TRECHO FORNECIDO:

* * * * * * * * *

Ação, o protagonista do livro precisa de ação vinda de Jesus Kid, para com isto rechear o seu roteiro de cinema: "Imagino a câmera acompanhando cada uma das cartas. Das mãos de Jesus até caírem dentro do chapéu. Tudo em câmera lenta. Ação refinada".

 

Seria tudo então um laboratório de escritor? Daqueles em que o profissional literato se mete em confusões mil para vivenciá-las na pele e mais bem descrevê-las em narrativas detalhadas e bem ambientadas dentre as páginas de seu livro em elaboração? Uma possibilidade, mais um de tantos talvez ou algo assim.

 

"Que tipo de livro você escreve? / Desses retangulares". Humor cáustico.

 


 

Assuntos cotidianos ganham densidade, tal qual o desaparecimento periódico de uma ridícula, mínima e módica tampinha de plástico de banheira de hotel. 

 

Utensílio módico sim, mas que desempenha enorme função, gigantesca necessidade a um ato nem um pouco desprezível, o preparo de um demorado banho morno perfumado em banheira de hotel.

 

Seriam de fato dilemas existenciais assuntos tão cotidianos?

 

"Tá legal. Eugênio, o negócio é o seguinte, nós queremos filmar a história de um escritor. Um escritor que se lança num projeto de escrever um roteiro para um filme. Filme este que falará de um escritor que se lançou a um projeto de escrever um roteiro para um filme. Caralho! Onde pode haver dúvida?!".

* * * * * * * * *

ENTRADAS LISTADAS:

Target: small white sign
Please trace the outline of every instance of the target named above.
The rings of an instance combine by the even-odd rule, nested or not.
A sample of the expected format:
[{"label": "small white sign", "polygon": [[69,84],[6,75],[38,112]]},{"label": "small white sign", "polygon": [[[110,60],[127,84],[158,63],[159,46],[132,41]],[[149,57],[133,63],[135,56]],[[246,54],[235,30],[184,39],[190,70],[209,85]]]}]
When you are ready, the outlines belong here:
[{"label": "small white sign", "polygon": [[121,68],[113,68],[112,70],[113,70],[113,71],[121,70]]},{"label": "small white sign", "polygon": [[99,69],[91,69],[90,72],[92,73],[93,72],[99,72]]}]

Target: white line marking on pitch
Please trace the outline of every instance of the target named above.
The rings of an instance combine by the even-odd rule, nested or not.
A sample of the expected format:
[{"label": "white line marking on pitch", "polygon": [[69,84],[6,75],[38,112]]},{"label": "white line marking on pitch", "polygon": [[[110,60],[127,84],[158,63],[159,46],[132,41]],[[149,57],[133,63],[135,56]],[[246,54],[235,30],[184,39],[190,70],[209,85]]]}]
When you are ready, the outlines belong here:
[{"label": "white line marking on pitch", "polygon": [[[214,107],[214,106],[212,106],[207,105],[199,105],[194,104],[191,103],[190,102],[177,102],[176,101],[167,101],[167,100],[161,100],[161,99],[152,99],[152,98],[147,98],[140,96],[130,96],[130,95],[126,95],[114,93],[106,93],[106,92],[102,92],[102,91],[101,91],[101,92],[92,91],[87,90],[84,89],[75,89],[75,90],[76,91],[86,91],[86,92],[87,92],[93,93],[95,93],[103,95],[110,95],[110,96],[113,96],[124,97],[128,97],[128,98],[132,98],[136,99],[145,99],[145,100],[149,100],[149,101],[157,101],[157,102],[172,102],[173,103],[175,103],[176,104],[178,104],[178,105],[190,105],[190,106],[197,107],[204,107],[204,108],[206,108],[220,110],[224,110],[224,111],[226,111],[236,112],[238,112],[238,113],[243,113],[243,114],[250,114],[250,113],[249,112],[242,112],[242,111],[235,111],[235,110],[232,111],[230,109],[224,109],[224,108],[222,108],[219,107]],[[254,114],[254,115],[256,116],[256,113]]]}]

* * * * * * * * *

CONJUNTO DE TAREFAS:
1/ Por favor, formate todas as linhas dos registros como uma lista numerada e omita as linhas em branco.
2/ Retome o texto sobre o livro e o roteiro de cinema a partir do ponto em que ele termina.

RESULTADOS DO EXERCÍCIO:
1/
1. Target: small white sign
2. Please trace the outline of every instance of the target named above.
3. The rings of an instance combine by the even-odd rule, nested or not.
4. A sample of the expected format:
5. [{"label": "small white sign", "polygon": [[69,84],[6,75],[38,112]]},{"label": "small white sign", "polygon": [[[110,60],[127,84],[158,63],[159,46],[132,41]],[[149,57],[133,63],[135,56]],[[246,54],[235,30],[184,39],[190,70],[209,85]]]}]
6. When you are ready, the outlines belong here:
7. [{"label": "small white sign", "polygon": [[121,68],[113,68],[112,70],[113,70],[113,71],[121,70]]},{"label": "small white sign", "polygon": [[99,69],[91,69],[90,72],[92,73],[93,72],[99,72]]}]
8. Target: white line marking on pitch
9. Please trace the outline of every instance of the target named above.
10. The rings of an instance combine by the even-odd rule, nested or not.
11. A sample of the expected format:
12. [{"label": "white line marking on pitch", "polygon": [[69,84],[6,75],[38,112]]},{"label": "white line marking on pitch", "polygon": [[[110,60],[127,84],[158,63],[159,46],[132,41]],[[149,57],[133,63],[135,56]],[[246,54],[235,30],[184,39],[190,70],[209,85]]]}]
13. When you are ready, the outlines belong here:
14. [{"label": "white line marking on pitch", "polygon": [[[214,107],[214,106],[212,106],[207,105],[199,105],[194,104],[191,103],[190,102],[177,102],[176,101],[167,101],[167,100],[161,100],[161,99],[152,99],[152,98],[147,98],[140,96],[130,96],[130,95],[126,95],[114,93],[106,93],[106,92],[102,92],[102,91],[101,91],[101,92],[92,91],[87,90],[84,89],[75,89],[75,90],[76,91],[86,91],[86,92],[87,92],[93,93],[95,93],[103,95],[110,95],[110,96],[113,96],[124,97],[128,97],[128,98],[132,98],[136,99],[145,99],[145,100],[149,100],[149,101],[157,101],[157,102],[172,102],[173,103],[175,103],[176,104],[178,104],[178,105],[190,105],[190,106],[197,107],[204,107],[204,108],[206,108],[220,110],[224,110],[224,111],[226,111],[236,112],[238,112],[238,113],[243,113],[243,114],[250,114],[250,113],[249,112],[242,112],[242,111],[235,111],[235,110],[232,111],[230,109],[224,109],[224,108],[222,108],[219,107]],[[254,114],[254,115],[256,116],[256,113]]]}]

2/
 

O protagonista Eugênio em reflexões: "Jesus vai embora. Nunca o vi tão frágil. Nunca havia enxergado a mortalidade em Jesus Kid. Isso me preocupou. Será que ele está morrendo porque o estou deixando de lado?".

 

Outra: "Desconhecia esse gosto amargo do teclado emperrado. Não desconfiava da artrose das mãos que não recebem ordens do cérebro. Cérebro covarde".

 


No livro de Mutarelli, o imagético quadrinista pode bem ser quase sempre evocado: "Parece um desses personagens de desenho animado. Ele é a mistura do capeta com a Penélope Charmosa. Pior é que não consigo reagir. Estou apavorado".

 

Ou trata-se de um imagético cinematográfico, uma outra arte, outra modalidade de cenário: "Para justificar a ação, imagino tudo em câmera rápida, como num filme que vi. Laranja mecânica. Tudo passa acelerado. Eu tomo café, banho, e almoço. Passo a tarde teclando e brindo a chegada da noite com Nurse e vodca importada".
 

Recomendado. Delicie-se. Se possível, leia antes o livro, saboreie o texto de Jesus Kid antes de sequer assistir ao trailer do filme com o excepcional Paulo Miklos. 

 

Saudações a quem se permite aos inspiradores sobrevoos da alma.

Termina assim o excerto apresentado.